## Task statement
Please lay out everything from the start of the lines down to the line containing "pixel 200 267" as a two-column CSV with the headers line_text and answer_text. Give one row for each line that begins with "Where" and its answer, with each value in one quoted field and line breaks turned into spaces.
* BEGIN Dataset entries *
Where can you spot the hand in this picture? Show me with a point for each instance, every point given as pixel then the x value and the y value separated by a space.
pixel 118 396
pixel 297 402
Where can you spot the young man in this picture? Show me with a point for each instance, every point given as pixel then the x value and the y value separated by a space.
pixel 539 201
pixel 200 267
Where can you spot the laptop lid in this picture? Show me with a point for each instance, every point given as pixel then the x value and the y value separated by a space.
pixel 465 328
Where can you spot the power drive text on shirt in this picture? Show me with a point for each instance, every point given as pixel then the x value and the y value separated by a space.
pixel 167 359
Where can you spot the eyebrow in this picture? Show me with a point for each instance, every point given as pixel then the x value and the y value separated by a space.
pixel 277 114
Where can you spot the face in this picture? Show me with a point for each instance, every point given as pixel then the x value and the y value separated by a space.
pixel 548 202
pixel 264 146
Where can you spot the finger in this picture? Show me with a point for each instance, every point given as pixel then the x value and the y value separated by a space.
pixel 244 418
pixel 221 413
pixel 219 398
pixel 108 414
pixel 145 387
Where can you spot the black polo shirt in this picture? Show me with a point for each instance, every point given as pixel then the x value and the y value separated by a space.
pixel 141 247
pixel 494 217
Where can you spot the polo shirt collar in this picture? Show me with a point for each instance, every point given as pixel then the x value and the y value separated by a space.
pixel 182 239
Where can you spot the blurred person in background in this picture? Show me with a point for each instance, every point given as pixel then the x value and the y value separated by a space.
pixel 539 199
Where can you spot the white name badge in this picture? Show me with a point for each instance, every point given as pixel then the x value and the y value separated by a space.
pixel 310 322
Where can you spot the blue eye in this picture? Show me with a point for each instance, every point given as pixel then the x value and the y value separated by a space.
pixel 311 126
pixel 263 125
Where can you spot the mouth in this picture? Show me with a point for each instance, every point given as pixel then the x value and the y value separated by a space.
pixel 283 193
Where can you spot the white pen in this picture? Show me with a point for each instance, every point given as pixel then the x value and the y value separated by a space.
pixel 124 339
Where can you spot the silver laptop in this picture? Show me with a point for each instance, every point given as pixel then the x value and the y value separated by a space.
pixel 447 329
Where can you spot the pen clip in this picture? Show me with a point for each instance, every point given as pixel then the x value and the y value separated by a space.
* END Dataset entries *
## Result of this task
line_text,answer_text
"Where can you spot the hand in this picture? Show me with a point for each instance, every point given as pixel then the x value and the y value separated by a space.","pixel 118 396 pixel 297 402"
"Where can you spot the young man in this picture? Show me with a point for each instance, every point given as pixel then the x value and the y value separated by a space.","pixel 539 201 pixel 200 267"